WORK TO BE COMPLETED
The pictures do not belong in the copy. Restate all of the records word for word.

*** RECORD EXTRACTS Section Begins ***

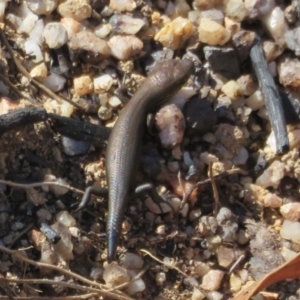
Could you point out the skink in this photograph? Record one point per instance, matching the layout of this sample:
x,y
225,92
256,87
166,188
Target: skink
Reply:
x,y
123,149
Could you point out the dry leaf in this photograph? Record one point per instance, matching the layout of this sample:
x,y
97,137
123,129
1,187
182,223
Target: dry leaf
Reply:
x,y
289,270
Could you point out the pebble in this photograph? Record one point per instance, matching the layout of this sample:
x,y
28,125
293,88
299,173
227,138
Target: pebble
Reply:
x,y
213,14
87,41
65,218
232,90
212,280
272,176
160,278
123,24
64,248
255,101
291,211
291,231
41,7
114,101
197,295
55,82
174,34
39,72
235,9
83,85
73,147
223,61
55,35
170,123
289,72
75,9
131,261
225,256
276,24
115,275
125,47
104,113
235,282
212,33
121,5
102,83
103,30
34,50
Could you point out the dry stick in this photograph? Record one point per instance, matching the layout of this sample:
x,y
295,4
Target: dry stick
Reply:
x,y
271,96
23,70
38,184
215,189
165,264
207,181
18,255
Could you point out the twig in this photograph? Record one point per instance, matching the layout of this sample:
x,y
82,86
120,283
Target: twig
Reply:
x,y
215,189
38,184
18,255
23,70
271,96
207,181
163,263
121,286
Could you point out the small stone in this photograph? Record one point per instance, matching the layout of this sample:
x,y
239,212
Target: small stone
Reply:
x,y
174,34
103,30
131,261
125,47
75,9
235,9
114,101
170,123
235,283
33,49
115,275
199,115
104,113
55,82
87,41
291,231
212,280
207,4
83,85
291,211
212,33
272,175
65,218
55,35
223,61
160,278
73,147
41,7
161,229
289,72
276,24
102,83
255,101
225,256
232,90
197,295
213,14
39,72
121,5
123,24
247,85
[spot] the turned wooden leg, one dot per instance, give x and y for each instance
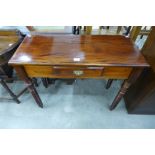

*** RECORD EXTRACTS Section Ends ***

TASK SOLUTION
Could you point out the skink in this photograph? Record one point per instance, matching the layout of this sample:
x,y
225,92
256,87
166,188
Target: skink
Reply:
x,y
123,149
Could you point out the dry leaf in this photograph? Record one point per instance, matching the layout of this sample:
x,y
97,137
123,129
1,187
182,223
Target: dry leaf
Reply:
x,y
289,270
Could you point out the pebble in this photograph? Record one point per instance, matching the layout of this sample:
x,y
28,125
293,88
299,173
227,138
Target: pebble
Reply:
x,y
213,14
87,41
65,218
232,90
212,280
272,176
160,278
123,24
64,248
255,101
291,211
291,231
41,7
114,101
197,295
55,82
174,34
39,72
235,9
83,85
73,147
223,61
55,35
170,123
289,72
75,9
131,261
225,256
276,24
115,275
125,47
104,113
235,282
212,33
121,5
102,83
103,30
34,50
Could you point out the dry stick in this photograph? Record one point per instance, matching the layout of this sample:
x,y
295,4
Target: dry stick
Reply:
x,y
271,96
23,70
38,184
215,189
165,264
207,181
18,255
Could you point out the twig in this photograph? Record one point per instance, matching the layout of this sample:
x,y
82,86
120,283
Target: twig
Reply:
x,y
215,189
38,184
18,255
23,70
271,96
207,181
163,263
121,286
Could you point out the small stone in this photograph? Record one point per instance, matching the layout of this sample:
x,y
239,212
Target: small stone
Reply:
x,y
174,34
103,30
131,261
125,47
75,9
235,9
114,101
170,123
235,283
33,49
115,275
199,115
104,113
55,82
87,41
291,231
212,280
207,4
83,85
291,211
212,33
272,175
65,218
55,35
223,61
160,278
73,147
41,7
161,229
289,72
276,24
102,83
255,101
225,256
232,90
197,295
213,14
39,72
121,5
123,24
247,85
[spot] the turned wooden leg, one dot per instance, give x and y for each instance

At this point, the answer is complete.